>> START DATA IN THIS EXERCISE
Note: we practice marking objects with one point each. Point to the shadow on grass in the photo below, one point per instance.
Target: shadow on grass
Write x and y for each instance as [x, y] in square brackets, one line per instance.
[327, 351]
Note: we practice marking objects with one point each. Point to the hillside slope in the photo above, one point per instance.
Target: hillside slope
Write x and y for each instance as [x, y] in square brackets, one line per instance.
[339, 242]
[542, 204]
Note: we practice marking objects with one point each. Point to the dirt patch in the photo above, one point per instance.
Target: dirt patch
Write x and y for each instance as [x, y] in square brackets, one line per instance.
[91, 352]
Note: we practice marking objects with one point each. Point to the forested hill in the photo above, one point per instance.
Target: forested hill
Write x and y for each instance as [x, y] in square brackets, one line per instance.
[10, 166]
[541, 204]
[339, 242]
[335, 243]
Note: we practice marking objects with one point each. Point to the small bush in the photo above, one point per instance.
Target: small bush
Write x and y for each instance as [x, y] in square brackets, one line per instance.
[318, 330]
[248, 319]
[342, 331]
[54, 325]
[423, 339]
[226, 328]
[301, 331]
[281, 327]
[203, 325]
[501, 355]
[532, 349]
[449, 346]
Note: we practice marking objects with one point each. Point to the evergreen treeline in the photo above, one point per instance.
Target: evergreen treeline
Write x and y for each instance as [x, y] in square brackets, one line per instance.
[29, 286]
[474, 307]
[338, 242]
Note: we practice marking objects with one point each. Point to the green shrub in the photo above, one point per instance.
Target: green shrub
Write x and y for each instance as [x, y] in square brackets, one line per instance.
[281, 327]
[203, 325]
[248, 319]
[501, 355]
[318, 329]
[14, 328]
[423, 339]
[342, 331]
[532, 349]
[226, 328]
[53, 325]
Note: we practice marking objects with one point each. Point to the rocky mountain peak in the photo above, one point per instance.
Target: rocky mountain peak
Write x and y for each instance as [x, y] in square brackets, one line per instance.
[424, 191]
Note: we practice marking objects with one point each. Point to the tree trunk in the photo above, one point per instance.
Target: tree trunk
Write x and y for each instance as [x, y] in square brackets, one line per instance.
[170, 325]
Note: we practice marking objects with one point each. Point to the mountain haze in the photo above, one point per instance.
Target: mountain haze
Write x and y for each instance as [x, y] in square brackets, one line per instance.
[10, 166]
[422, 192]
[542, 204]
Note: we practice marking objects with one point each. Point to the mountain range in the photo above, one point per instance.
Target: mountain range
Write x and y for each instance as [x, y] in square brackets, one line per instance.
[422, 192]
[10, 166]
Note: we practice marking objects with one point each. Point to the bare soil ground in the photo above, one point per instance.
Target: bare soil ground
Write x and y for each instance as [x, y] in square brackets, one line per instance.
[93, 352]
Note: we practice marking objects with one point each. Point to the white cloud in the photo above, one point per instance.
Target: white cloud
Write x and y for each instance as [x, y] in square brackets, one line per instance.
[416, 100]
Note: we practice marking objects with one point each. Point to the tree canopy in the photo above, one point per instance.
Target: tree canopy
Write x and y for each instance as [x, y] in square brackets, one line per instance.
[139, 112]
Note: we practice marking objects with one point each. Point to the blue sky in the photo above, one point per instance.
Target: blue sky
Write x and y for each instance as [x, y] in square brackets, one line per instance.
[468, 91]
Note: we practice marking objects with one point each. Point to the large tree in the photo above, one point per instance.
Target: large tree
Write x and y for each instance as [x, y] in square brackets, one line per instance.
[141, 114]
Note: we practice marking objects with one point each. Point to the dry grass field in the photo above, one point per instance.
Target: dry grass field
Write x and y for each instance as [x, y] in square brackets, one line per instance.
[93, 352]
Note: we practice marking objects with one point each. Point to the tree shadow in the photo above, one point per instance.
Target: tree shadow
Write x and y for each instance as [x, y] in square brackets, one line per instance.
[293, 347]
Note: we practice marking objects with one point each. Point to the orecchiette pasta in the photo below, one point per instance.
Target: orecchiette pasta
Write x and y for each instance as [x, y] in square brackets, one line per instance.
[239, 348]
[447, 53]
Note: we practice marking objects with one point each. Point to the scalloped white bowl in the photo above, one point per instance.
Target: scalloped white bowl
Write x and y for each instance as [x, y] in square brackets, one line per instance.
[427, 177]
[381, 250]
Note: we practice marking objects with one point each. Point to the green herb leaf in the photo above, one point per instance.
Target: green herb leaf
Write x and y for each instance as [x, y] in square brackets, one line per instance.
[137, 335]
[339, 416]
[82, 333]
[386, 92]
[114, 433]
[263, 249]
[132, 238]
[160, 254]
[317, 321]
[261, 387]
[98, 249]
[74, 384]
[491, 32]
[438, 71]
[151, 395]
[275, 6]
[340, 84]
>> END DATA IN THIS EXERCISE
WHAT TO WORK ON
Each line of the listing should be copied exactly.

ANSWER FOR THIS EXERCISE
Note: we practice marking objects with one point each. Point to the shadow on grass in the photo below, one point per instance.
Target: shadow on grass
Write x and y for each instance as [x, y] in square brackets, one line per instance.
[327, 351]
Note: we practice marking objects with one point each. Point to the hillside slope in the photo above, one point per instance.
Target: hillside slope
Write x and y for each instance as [x, y] in square brackets, one line per instance.
[339, 242]
[542, 204]
Note: we practice marking objects with one point each. Point to the dirt patch in the photo above, one point per instance.
Target: dirt patch
Write x and y for each instance as [x, y] in square brackets, one line per instance.
[91, 352]
Note: we practice marking objects with one point each. Point to the forested hill in the photo above, one point per instance.
Target: forested hill
Write x and y for each instance as [x, y] in square brackets, one line per instance.
[10, 166]
[541, 204]
[339, 242]
[335, 243]
Note: we practice marking objects with one point each. Point to the small bush in the photo above, one point per instance.
Target: small bush
Write x and y for each instance as [x, y] in square brackets, one line per instance.
[318, 330]
[248, 319]
[342, 331]
[54, 325]
[423, 339]
[226, 328]
[301, 331]
[281, 327]
[203, 325]
[501, 355]
[532, 349]
[449, 346]
Note: we practice marking objects with one point each. Point to the evergreen treeline in the photo above, one point per instance.
Target: evergreen treeline
Write x and y for each instance as [x, y] in square brackets, one line per instance.
[29, 286]
[474, 307]
[338, 242]
Note: we practice marking objects with one point each. Point to the green shrub in the photo above, one point per instance.
Target: green shrub
Write x and y for each instance as [x, y] in square brackets, one line per instance.
[281, 327]
[203, 325]
[248, 319]
[501, 355]
[318, 329]
[14, 328]
[423, 339]
[342, 331]
[532, 349]
[226, 328]
[53, 325]
Note: we practice marking objects with one point each. Point to the rocky mountain peak in the photo above, one point per instance.
Target: rocky mountain peak
Write x and y for each instance as [x, y] in square brackets, one line per instance.
[424, 191]
Note: we practice marking objects with one point each. Point to the tree trunk in the photo above, one point per instance.
Target: tree trunk
Write x and y for each instance as [x, y] in square brackets, one line per instance.
[170, 325]
Note: we practice marking objects with one point each. Point to the mountain haze in the photo above, one point per instance.
Target: mountain haze
Write x and y for each instance as [x, y] in square brackets, one line per instance.
[10, 166]
[422, 192]
[542, 204]
Note: we practice marking objects with one point each. Point to the mountain range in the photo above, one point per instance.
Target: mountain range
Write x and y for each instance as [x, y] in square brackets, one line per instance.
[422, 192]
[10, 166]
Note: we practice marking objects with one point each. Point to the bare soil ground in the photo above, one point per instance.
Target: bare soil ground
Write x and y for each instance as [x, y] in square brackets, one line per instance.
[93, 352]
Note: we practice marking objects with one point each. Point to the white cloud in the photo above, one point per instance.
Target: white cloud
Write x and y for each instance as [x, y] in square brackets, one line per instance.
[416, 100]
Note: we practice marking objects with one point each. Point to the tree canopy in the photo above, one point per instance.
Target: tree canopy
Write x and y for each instance as [x, y] in square brackets, one line per instance.
[139, 112]
Note: we practice marking objects with one point each. Point to the blue sky in the photo above, one point per instance.
Target: blue sky
Write x and y for each instance as [x, y] in square brackets, one line per instance.
[468, 91]
Note: we practice marking objects with one point each. Point to the large tree in the photo above, one point per instance.
Target: large tree
Write x and y for each instance as [x, y] in square brackets, one line per instance.
[141, 114]
Note: we practice marking objects with one point each. Point to the dry grass field in the photo above, one point per instance.
Target: dry grass field
Write x and y for each instance as [x, y] in square brackets, one line per instance.
[93, 352]
Note: we practice marking objects with one point each. Point to the tree shadow in the photo above, one point per instance.
Target: tree shadow
Write x and y for each instance as [x, y] in square brackets, one line per instance.
[293, 347]
Note: we practice marking objects with one point each. Point to the orecchiette pasta in the photo below, one point per instance.
Target: orecchiette pasta
Write x and y for each instance as [x, y] in square brackets, one line per instance.
[239, 348]
[447, 53]
Note: we practice marking objects with one point each. Point to the scalloped white bowl in the photo above, one point per instance.
Target: scalloped white bowl
Write x and y for each instance as [x, y] in square brackets, one line per instance.
[427, 177]
[381, 250]
Note: we practice marking objects with one point each. Point to the green herb leaf in the photo above, one point per instance.
Target: green herb leaf
Write x and y for each instance as [x, y] in square brackets, one line per instance.
[137, 335]
[339, 416]
[82, 333]
[386, 92]
[114, 433]
[263, 249]
[132, 238]
[160, 254]
[317, 321]
[261, 387]
[98, 249]
[74, 384]
[491, 32]
[438, 71]
[151, 395]
[275, 6]
[340, 84]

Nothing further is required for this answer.